Stated goal
Convert every line of the data below into a JSON array of strings, one string per line, leaving out blank lines.

Given data
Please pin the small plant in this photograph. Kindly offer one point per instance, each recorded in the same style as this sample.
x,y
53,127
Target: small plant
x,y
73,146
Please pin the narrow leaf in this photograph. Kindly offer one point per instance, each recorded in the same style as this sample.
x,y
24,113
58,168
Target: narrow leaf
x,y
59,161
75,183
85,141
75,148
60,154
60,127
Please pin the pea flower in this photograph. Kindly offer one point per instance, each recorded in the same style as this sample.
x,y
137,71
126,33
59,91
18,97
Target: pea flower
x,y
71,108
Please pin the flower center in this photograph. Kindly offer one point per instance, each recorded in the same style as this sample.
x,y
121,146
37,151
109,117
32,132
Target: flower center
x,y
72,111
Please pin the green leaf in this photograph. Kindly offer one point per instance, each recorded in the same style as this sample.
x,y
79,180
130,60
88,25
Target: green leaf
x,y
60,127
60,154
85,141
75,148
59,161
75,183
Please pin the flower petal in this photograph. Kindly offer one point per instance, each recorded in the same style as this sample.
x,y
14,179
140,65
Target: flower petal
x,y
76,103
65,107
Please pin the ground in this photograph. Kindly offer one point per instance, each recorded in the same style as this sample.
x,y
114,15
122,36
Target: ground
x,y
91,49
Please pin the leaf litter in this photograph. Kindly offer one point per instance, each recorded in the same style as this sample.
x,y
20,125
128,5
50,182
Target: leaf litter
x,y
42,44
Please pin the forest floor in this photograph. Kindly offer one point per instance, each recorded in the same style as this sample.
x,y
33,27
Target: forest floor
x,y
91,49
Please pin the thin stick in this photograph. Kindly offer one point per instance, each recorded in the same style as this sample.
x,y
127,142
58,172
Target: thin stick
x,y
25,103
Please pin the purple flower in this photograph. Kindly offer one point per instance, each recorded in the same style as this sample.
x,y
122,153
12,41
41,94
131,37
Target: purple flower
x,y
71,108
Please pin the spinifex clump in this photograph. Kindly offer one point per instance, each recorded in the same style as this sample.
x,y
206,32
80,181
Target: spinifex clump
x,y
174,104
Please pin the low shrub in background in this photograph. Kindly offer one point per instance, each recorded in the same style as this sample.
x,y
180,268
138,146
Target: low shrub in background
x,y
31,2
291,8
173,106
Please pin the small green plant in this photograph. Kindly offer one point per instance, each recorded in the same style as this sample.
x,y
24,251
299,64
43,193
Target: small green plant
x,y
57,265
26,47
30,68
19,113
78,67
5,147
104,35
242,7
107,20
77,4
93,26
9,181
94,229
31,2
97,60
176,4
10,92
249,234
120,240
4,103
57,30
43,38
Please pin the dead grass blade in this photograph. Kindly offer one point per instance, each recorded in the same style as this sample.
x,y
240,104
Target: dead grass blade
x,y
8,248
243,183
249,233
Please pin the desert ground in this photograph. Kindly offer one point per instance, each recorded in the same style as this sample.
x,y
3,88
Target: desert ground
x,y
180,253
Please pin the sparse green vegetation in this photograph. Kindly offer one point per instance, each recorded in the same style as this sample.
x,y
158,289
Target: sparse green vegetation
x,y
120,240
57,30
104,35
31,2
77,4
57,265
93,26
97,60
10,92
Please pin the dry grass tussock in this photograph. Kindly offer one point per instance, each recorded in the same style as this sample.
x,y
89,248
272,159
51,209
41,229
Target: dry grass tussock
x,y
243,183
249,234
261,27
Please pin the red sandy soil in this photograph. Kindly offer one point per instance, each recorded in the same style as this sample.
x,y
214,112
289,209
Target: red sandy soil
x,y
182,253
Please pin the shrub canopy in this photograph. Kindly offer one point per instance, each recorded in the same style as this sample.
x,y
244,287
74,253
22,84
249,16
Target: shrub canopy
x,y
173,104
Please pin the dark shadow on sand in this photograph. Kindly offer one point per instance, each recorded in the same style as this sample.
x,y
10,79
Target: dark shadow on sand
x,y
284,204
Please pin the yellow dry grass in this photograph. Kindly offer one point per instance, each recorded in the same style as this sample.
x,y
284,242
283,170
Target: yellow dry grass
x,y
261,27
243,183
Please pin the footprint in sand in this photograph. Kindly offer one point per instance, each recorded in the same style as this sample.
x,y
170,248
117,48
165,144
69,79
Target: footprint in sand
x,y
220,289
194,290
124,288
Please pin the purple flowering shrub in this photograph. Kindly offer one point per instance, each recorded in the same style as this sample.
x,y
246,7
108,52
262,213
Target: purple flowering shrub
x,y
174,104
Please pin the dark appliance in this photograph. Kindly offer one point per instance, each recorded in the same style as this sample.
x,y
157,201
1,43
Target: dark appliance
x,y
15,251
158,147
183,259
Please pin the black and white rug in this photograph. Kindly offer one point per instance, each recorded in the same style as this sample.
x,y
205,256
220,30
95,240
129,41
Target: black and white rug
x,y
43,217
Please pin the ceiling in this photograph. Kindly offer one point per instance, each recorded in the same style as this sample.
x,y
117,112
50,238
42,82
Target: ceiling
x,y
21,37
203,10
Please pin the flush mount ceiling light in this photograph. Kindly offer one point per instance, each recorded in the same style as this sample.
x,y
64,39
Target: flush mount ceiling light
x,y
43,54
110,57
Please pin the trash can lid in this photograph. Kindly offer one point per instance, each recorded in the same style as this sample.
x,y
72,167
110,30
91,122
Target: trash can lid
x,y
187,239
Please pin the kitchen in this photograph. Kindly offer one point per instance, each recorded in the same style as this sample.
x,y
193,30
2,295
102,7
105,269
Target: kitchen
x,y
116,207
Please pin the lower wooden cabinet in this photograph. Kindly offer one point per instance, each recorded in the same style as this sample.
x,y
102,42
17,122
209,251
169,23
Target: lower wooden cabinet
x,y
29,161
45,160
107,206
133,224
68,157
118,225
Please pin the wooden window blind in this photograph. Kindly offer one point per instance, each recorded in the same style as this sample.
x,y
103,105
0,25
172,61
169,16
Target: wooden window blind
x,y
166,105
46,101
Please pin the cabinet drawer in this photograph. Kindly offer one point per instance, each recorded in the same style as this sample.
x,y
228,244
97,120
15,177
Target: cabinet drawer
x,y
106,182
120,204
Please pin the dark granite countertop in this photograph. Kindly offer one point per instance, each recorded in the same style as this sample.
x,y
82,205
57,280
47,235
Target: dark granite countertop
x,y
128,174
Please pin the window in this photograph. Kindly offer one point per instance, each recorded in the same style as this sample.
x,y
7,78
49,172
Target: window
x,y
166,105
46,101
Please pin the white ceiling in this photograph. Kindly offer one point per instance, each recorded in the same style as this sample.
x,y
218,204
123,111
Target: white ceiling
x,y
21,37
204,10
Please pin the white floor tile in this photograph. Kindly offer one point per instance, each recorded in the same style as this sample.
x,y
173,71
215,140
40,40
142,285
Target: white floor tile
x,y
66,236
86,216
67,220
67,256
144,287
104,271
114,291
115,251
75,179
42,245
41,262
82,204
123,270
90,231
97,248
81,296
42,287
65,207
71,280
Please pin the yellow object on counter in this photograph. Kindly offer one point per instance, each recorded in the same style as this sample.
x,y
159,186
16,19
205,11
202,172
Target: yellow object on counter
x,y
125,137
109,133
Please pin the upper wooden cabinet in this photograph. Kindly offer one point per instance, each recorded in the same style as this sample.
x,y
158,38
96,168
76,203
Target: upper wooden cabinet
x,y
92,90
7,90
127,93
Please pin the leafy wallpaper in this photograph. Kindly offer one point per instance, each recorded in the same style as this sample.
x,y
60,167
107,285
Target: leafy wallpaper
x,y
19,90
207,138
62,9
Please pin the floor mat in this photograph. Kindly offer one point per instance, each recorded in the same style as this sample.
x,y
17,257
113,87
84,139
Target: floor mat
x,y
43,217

Solved problem
[
  "Please pin the small plant in this photograph. Kindly offer one point per instance, each recorded in the same style as this sample.",
  "x,y",
  "53,127",
  "Target: small plant",
  "x,y",
  "73,146",
  "Please pin the narrow leaf in this photograph. Kindly offer one point per instance, each recorded in the same style as this sample.",
  "x,y",
  "24,113",
  "58,168",
  "Target: narrow leaf",
  "x,y",
  "59,161",
  "75,183",
  "85,141",
  "75,148",
  "60,154",
  "60,127",
  "Please pin the pea flower in this photograph. Kindly offer one point per instance, each recorded in the same style as this sample.",
  "x,y",
  "137,71",
  "126,33",
  "59,91",
  "18,97",
  "Target: pea flower",
  "x,y",
  "71,108",
  "Please pin the flower center in this photograph. Kindly offer one point per instance, each recorded in the same style as this sample.",
  "x,y",
  "121,146",
  "37,151",
  "109,117",
  "32,132",
  "Target: flower center",
  "x,y",
  "72,111",
  "Please pin the green leaf in this photograph. Kindly offer one point per instance, each recorded in the same style as this sample.",
  "x,y",
  "79,180",
  "130,60",
  "88,25",
  "Target: green leaf",
  "x,y",
  "60,127",
  "60,154",
  "85,141",
  "75,148",
  "59,161",
  "75,183",
  "Please pin the flower petal in this photograph. Kindly offer one point per instance, each recorded in the same style as this sample.",
  "x,y",
  "14,179",
  "140,65",
  "Target: flower petal",
  "x,y",
  "76,103",
  "65,107",
  "Please pin the ground in this photograph. Kindly offer one point per instance, each recorded in the same style as this sample.",
  "x,y",
  "114,15",
  "122,36",
  "Target: ground",
  "x,y",
  "91,49",
  "Please pin the leaf litter in this photograph. Kindly offer one point per instance, each recorded in the same style as this sample.",
  "x,y",
  "20,125",
  "128,5",
  "50,182",
  "Target: leaf litter",
  "x,y",
  "42,44",
  "Please pin the forest floor in this photograph. Kindly offer one point per instance, each recorded in the same style as this sample.",
  "x,y",
  "33,27",
  "Target: forest floor",
  "x,y",
  "91,49",
  "Please pin the thin stick in this photograph. Kindly offer one point per instance, each recorded in the same style as this sample.",
  "x,y",
  "127,142",
  "58,172",
  "Target: thin stick",
  "x,y",
  "25,103",
  "Please pin the purple flower in this photograph. Kindly offer one point per instance, each recorded in the same style as this sample.",
  "x,y",
  "122,153",
  "12,41",
  "41,94",
  "131,37",
  "Target: purple flower",
  "x,y",
  "71,108",
  "Please pin the spinifex clump in this photograph. Kindly offer one point per instance, each recorded in the same style as this sample.",
  "x,y",
  "206,32",
  "80,181",
  "Target: spinifex clump",
  "x,y",
  "174,104",
  "Please pin the low shrub in background in this photograph. Kindly offer one point per instance, each recorded in the same style as this sample.",
  "x,y",
  "180,268",
  "138,146",
  "Target: low shrub in background",
  "x,y",
  "31,2",
  "291,8",
  "173,106",
  "Please pin the small green plant in this photograph. Kindly offer one point per instance, each recorded in the same style as this sample.",
  "x,y",
  "24,251",
  "299,64",
  "43,193",
  "Target: small green plant",
  "x,y",
  "57,265",
  "26,47",
  "30,68",
  "19,113",
  "78,67",
  "5,147",
  "104,35",
  "242,7",
  "107,20",
  "77,4",
  "93,26",
  "9,181",
  "94,229",
  "31,2",
  "97,60",
  "176,4",
  "10,92",
  "249,234",
  "120,240",
  "4,103",
  "57,30",
  "43,38",
  "Please pin the dead grass blade in this photograph. Kindly offer one point per instance, each recorded in the same style as this sample.",
  "x,y",
  "240,104",
  "Target: dead grass blade",
  "x,y",
  "8,248",
  "243,183",
  "249,233",
  "Please pin the desert ground in this photograph. Kindly offer one point per instance, each recorded in the same style as this sample.",
  "x,y",
  "3,88",
  "Target: desert ground",
  "x,y",
  "180,253",
  "Please pin the sparse green vegetation in this photograph. Kindly offer one point per instance, each recorded in the same style as this sample.",
  "x,y",
  "158,289",
  "Target: sparse green vegetation",
  "x,y",
  "120,240",
  "57,30",
  "104,35",
  "31,2",
  "77,4",
  "57,265",
  "93,26",
  "97,60",
  "10,92",
  "Please pin the dry grass tussock in this photograph. Kindly offer one point per instance, each recorded in the same style as this sample.",
  "x,y",
  "89,248",
  "272,159",
  "51,209",
  "41,229",
  "Target: dry grass tussock",
  "x,y",
  "243,183",
  "249,234",
  "261,27",
  "Please pin the red sandy soil in this photograph. Kindly offer one point per instance, each recorded in the same style as this sample.",
  "x,y",
  "214,112",
  "289,209",
  "Target: red sandy soil",
  "x,y",
  "182,253",
  "Please pin the shrub canopy in this photograph. Kindly offer one point per instance, each recorded in the same style as this sample.",
  "x,y",
  "244,287",
  "74,253",
  "22,84",
  "249,16",
  "Target: shrub canopy",
  "x,y",
  "173,104",
  "Please pin the dark shadow on sand in this photograph. Kindly offer one point per instance, each recorded in the same style as this sample.",
  "x,y",
  "10,79",
  "Target: dark shadow on sand",
  "x,y",
  "284,204",
  "Please pin the yellow dry grass in this photograph. Kindly offer one point per instance, each recorded in the same style as this sample.",
  "x,y",
  "284,242",
  "283,170",
  "Target: yellow dry grass",
  "x,y",
  "261,27",
  "243,183",
  "Please pin the footprint in sand in this photograph. Kindly offer one point per instance, each recorded in the same style as this sample.",
  "x,y",
  "170,248",
  "117,48",
  "165,144",
  "69,79",
  "Target: footprint in sand",
  "x,y",
  "220,289",
  "194,290",
  "124,288",
  "Please pin the purple flowering shrub in this photograph. Kindly offer one point per instance, each recorded in the same style as this sample.",
  "x,y",
  "246,7",
  "108,52",
  "262,213",
  "Target: purple flowering shrub",
  "x,y",
  "174,104",
  "Please pin the dark appliance in this photograph. Kindly offer one point per instance, each recorded in the same style as this sample.",
  "x,y",
  "157,201",
  "1,43",
  "Target: dark appliance",
  "x,y",
  "15,251",
  "158,147",
  "183,259",
  "Please pin the black and white rug in this photograph. Kindly offer one point per instance, each recorded in the same style as this sample.",
  "x,y",
  "205,256",
  "220,30",
  "95,240",
  "129,41",
  "Target: black and white rug",
  "x,y",
  "43,217",
  "Please pin the ceiling in this photograph. Kindly offer one point per instance, each recorded in the same style as this sample.",
  "x,y",
  "117,112",
  "50,238",
  "42,82",
  "Target: ceiling",
  "x,y",
  "21,37",
  "203,10",
  "Please pin the flush mount ceiling light in this photograph. Kindly offer one point per instance, each recorded in the same style as this sample.",
  "x,y",
  "64,39",
  "Target: flush mount ceiling light",
  "x,y",
  "43,54",
  "110,57",
  "Please pin the trash can lid in this photograph. Kindly offer one point per instance, each recorded in the same style as this sample.",
  "x,y",
  "72,167",
  "110,30",
  "91,122",
  "Target: trash can lid",
  "x,y",
  "187,239",
  "Please pin the kitchen in this photograph. Kindly offer one point per instance, each recorded in the same style as this sample.",
  "x,y",
  "193,30",
  "2,295",
  "102,7",
  "105,269",
  "Target: kitchen",
  "x,y",
  "116,207",
  "Please pin the lower wooden cabinet in this photograph. Kindly offer one point per instance, each recorded in the same style as this sample.",
  "x,y",
  "102,42",
  "17,122",
  "209,251",
  "169,23",
  "Target: lower wooden cabinet",
  "x,y",
  "29,161",
  "45,160",
  "107,206",
  "133,224",
  "68,157",
  "118,225",
  "Please pin the wooden window blind in this photograph. Kindly offer one point per instance, each recorded in the same style as this sample.",
  "x,y",
  "103,105",
  "0,25",
  "172,61",
  "169,16",
  "Target: wooden window blind",
  "x,y",
  "166,105",
  "46,101",
  "Please pin the cabinet drawer in this photograph. Kindly offer one point per instance, each recorded in the same style as this sample.",
  "x,y",
  "228,244",
  "97,120",
  "15,177",
  "Target: cabinet drawer",
  "x,y",
  "106,182",
  "120,204",
  "Please pin the dark granite countertop in this photograph. Kindly offer one point per instance, each recorded in the same style as this sample.",
  "x,y",
  "82,205",
  "57,280",
  "47,235",
  "Target: dark granite countertop",
  "x,y",
  "128,174",
  "Please pin the window in this photograph. Kindly offer one point per instance, each recorded in the same style as this sample.",
  "x,y",
  "7,78",
  "49,172",
  "Target: window",
  "x,y",
  "166,105",
  "46,101",
  "Please pin the white ceiling in this photograph. Kindly offer one point per instance, each recorded in the same style as this sample.",
  "x,y",
  "218,204",
  "123,111",
  "Target: white ceiling",
  "x,y",
  "21,37",
  "204,10",
  "Please pin the white floor tile in this photograph. Kindly offer one point per instance, each recorded in the same style as this sample.",
  "x,y",
  "173,71",
  "215,140",
  "40,40",
  "142,285",
  "Target: white floor tile",
  "x,y",
  "66,236",
  "86,216",
  "67,220",
  "67,256",
  "144,287",
  "104,271",
  "114,291",
  "115,251",
  "75,179",
  "42,245",
  "41,262",
  "82,204",
  "123,270",
  "90,231",
  "97,248",
  "81,296",
  "42,287",
  "65,207",
  "71,280",
  "Please pin the yellow object on counter in this photograph. Kindly offer one point per instance, each recorded in the same style as this sample.",
  "x,y",
  "159,186",
  "16,19",
  "205,11",
  "202,172",
  "Target: yellow object on counter",
  "x,y",
  "125,137",
  "109,133",
  "Please pin the upper wooden cabinet in this photograph. Kindly offer one point per instance, each recorded in the same style as this sample.",
  "x,y",
  "158,38",
  "96,168",
  "76,203",
  "Target: upper wooden cabinet",
  "x,y",
  "92,90",
  "7,90",
  "127,93",
  "Please pin the leafy wallpaper in this photograph. Kindly offer one point per instance, each recorded in the same style as this sample.",
  "x,y",
  "60,167",
  "107,285",
  "Target: leafy wallpaper",
  "x,y",
  "19,90",
  "207,138",
  "62,9",
  "Please pin the floor mat in this photograph. Kindly offer one point per instance, each recorded in the same style as this sample.",
  "x,y",
  "17,257",
  "113,87",
  "84,139",
  "Target: floor mat",
  "x,y",
  "43,217"
]